Content starts

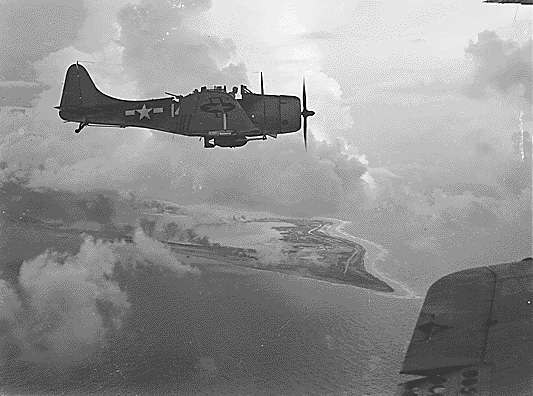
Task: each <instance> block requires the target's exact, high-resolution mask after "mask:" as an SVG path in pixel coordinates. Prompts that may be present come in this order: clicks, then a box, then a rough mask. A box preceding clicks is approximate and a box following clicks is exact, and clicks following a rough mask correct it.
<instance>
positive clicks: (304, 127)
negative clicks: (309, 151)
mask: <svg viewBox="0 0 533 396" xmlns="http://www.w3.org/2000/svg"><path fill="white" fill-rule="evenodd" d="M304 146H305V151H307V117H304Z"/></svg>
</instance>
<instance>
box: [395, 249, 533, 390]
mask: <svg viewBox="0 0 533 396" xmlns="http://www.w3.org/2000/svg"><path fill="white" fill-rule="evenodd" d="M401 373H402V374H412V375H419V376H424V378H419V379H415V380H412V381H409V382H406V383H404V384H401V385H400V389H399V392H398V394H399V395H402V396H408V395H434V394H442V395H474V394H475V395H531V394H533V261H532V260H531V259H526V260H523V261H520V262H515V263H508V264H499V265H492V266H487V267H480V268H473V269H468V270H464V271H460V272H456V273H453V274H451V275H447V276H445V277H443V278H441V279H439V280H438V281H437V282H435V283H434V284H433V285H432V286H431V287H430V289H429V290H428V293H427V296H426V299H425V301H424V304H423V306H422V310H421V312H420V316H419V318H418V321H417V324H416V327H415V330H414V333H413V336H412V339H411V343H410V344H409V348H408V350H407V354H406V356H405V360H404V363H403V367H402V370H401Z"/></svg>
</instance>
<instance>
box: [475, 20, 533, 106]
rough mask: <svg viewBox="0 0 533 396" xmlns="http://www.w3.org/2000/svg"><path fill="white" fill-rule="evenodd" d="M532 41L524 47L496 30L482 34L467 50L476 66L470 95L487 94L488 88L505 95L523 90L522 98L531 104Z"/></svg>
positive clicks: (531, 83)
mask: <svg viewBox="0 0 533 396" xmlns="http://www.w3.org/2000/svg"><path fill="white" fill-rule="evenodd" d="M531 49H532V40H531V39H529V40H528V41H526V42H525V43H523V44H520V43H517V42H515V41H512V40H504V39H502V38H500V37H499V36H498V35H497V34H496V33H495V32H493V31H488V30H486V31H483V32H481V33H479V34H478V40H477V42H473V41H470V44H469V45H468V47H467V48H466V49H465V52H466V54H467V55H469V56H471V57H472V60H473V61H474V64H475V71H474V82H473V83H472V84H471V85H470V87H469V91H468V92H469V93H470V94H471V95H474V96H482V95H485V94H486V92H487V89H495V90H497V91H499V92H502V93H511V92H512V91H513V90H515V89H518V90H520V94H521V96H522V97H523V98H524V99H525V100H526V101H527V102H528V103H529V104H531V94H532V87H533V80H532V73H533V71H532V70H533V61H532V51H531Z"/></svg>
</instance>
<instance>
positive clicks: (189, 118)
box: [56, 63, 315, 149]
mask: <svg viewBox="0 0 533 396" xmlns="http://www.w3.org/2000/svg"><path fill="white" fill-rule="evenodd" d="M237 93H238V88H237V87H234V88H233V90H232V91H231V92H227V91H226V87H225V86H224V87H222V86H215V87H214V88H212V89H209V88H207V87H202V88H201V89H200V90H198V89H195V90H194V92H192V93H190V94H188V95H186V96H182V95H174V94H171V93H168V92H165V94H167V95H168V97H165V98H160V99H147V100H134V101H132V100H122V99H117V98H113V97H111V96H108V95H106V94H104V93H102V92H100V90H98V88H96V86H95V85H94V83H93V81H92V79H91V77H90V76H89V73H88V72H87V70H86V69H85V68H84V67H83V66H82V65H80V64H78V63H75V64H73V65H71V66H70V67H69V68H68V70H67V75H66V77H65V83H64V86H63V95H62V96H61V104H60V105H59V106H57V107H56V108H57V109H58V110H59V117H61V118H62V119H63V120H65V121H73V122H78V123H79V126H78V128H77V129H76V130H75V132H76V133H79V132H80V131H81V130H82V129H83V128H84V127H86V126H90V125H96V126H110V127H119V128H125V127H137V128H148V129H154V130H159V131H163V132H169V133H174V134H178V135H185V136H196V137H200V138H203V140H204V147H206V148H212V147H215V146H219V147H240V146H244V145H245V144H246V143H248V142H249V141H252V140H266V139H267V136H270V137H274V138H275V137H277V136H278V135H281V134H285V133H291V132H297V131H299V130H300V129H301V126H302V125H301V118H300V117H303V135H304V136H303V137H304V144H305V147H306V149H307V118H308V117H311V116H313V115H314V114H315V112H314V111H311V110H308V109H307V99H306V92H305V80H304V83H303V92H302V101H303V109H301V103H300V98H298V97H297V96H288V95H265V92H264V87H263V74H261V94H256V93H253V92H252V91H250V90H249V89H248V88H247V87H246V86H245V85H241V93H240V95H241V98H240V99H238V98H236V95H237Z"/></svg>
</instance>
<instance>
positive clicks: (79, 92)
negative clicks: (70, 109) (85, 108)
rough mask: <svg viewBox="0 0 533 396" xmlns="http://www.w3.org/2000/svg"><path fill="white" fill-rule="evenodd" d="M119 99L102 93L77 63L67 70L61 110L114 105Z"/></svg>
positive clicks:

Content ends

[Task description]: With the pictures left out, return each entry exactly as written.

[Exercise output]:
Task: each <instance> block requires the target's exact, high-resolution mask after "mask:" as an SVG path in pixel coordinates. Prompts that may be present come in this order: clicks, then a box, then a rough mask. A box preceding clicks is approximate and a box following clicks is exact, and clicks following a rough mask correct it.
<instance>
positive clicks: (304, 127)
negative clicks: (309, 151)
mask: <svg viewBox="0 0 533 396" xmlns="http://www.w3.org/2000/svg"><path fill="white" fill-rule="evenodd" d="M304 146H305V151H307V117H304Z"/></svg>
</instance>
<instance>
box: [395, 249, 533, 390]
mask: <svg viewBox="0 0 533 396" xmlns="http://www.w3.org/2000/svg"><path fill="white" fill-rule="evenodd" d="M401 373H402V374H412V375H419V376H424V378H419V379H415V380H412V381H409V382H406V383H404V384H401V385H400V389H399V392H398V394H399V395H402V396H408V395H434V394H442V395H474V394H475V395H531V394H533V261H532V260H531V259H526V260H523V261H520V262H515V263H508V264H499V265H492V266H487V267H480V268H473V269H468V270H464V271H460V272H456V273H453V274H451V275H447V276H445V277H443V278H441V279H439V280H438V281H437V282H435V283H434V284H433V285H432V286H431V287H430V289H429V290H428V293H427V296H426V299H425V301H424V304H423V306H422V310H421V312H420V316H419V318H418V321H417V324H416V327H415V330H414V333H413V336H412V339H411V343H410V344H409V348H408V350H407V354H406V356H405V360H404V363H403V367H402V370H401Z"/></svg>
</instance>
<instance>
box: [475, 20, 533, 106]
rough mask: <svg viewBox="0 0 533 396" xmlns="http://www.w3.org/2000/svg"><path fill="white" fill-rule="evenodd" d="M532 41L524 47L496 30L482 34L467 50L476 66L470 95L487 94L488 88L505 95L523 90L522 98L531 104Z"/></svg>
positive clicks: (531, 83)
mask: <svg viewBox="0 0 533 396" xmlns="http://www.w3.org/2000/svg"><path fill="white" fill-rule="evenodd" d="M531 49H532V40H531V39H529V40H528V41H526V42H525V43H523V44H520V43H517V42H515V41H512V40H504V39H502V38H500V37H499V36H498V35H497V34H496V33H495V32H493V31H488V30H486V31H483V32H481V33H479V34H478V40H477V42H473V41H470V44H469V45H468V47H467V48H466V49H465V52H466V54H467V55H469V56H471V57H472V60H473V61H474V64H475V71H474V82H473V83H472V84H471V85H470V87H469V91H468V92H469V93H470V94H471V95H474V96H482V95H485V94H486V92H487V89H495V90H497V91H499V92H502V93H511V92H512V91H513V90H515V89H518V90H520V94H521V96H522V97H523V98H524V99H525V100H526V101H527V102H528V103H529V104H531V94H532V87H533V80H532V73H533V71H532V70H533V61H532V51H531Z"/></svg>
</instance>
<instance>
positive clicks: (189, 118)
box: [56, 63, 315, 149]
mask: <svg viewBox="0 0 533 396" xmlns="http://www.w3.org/2000/svg"><path fill="white" fill-rule="evenodd" d="M237 93H238V88H237V87H234V88H233V90H232V91H231V92H227V91H226V87H225V86H224V87H222V86H215V87H214V88H212V89H209V88H207V87H202V88H201V89H200V90H198V89H195V90H194V92H192V93H190V94H188V95H186V96H182V95H174V94H171V93H168V92H165V94H167V95H168V97H165V98H160V99H147V100H134V101H132V100H122V99H117V98H113V97H111V96H108V95H106V94H104V93H102V92H100V90H98V88H96V86H95V85H94V83H93V81H92V79H91V77H90V76H89V73H88V72H87V70H86V69H85V68H84V67H83V66H82V65H80V64H78V63H75V64H73V65H71V66H70V67H69V68H68V70H67V75H66V77H65V83H64V86H63V95H62V96H61V104H60V105H59V106H57V107H56V108H57V109H58V110H59V117H61V118H62V119H63V120H65V121H73V122H78V123H79V126H78V128H77V129H76V130H75V132H76V133H79V132H80V131H81V130H82V129H83V128H84V127H86V126H90V125H96V126H110V127H119V128H125V127H137V128H148V129H154V130H159V131H163V132H169V133H174V134H178V135H185V136H196V137H200V138H203V140H204V147H206V148H212V147H215V146H219V147H240V146H244V145H245V144H246V143H248V142H249V141H252V140H266V139H267V136H270V137H274V138H275V137H277V136H278V135H281V134H285V133H291V132H297V131H299V130H300V129H301V126H302V125H301V118H300V117H303V135H304V136H303V137H304V144H305V147H306V149H307V118H308V117H311V116H313V115H314V114H315V112H314V111H311V110H308V109H307V99H306V92H305V80H304V83H303V92H302V101H303V109H301V103H300V98H298V97H297V96H288V95H265V92H264V87H263V74H261V94H256V93H253V92H252V91H250V90H249V89H248V88H247V87H246V86H245V85H241V93H240V95H241V98H240V99H238V98H236V95H237Z"/></svg>
</instance>
<instance>
positive clicks: (79, 92)
negative clicks: (70, 109) (85, 108)
rough mask: <svg viewBox="0 0 533 396" xmlns="http://www.w3.org/2000/svg"><path fill="white" fill-rule="evenodd" d="M119 99L102 93L77 63L67 70L61 110L114 105Z"/></svg>
positive clicks:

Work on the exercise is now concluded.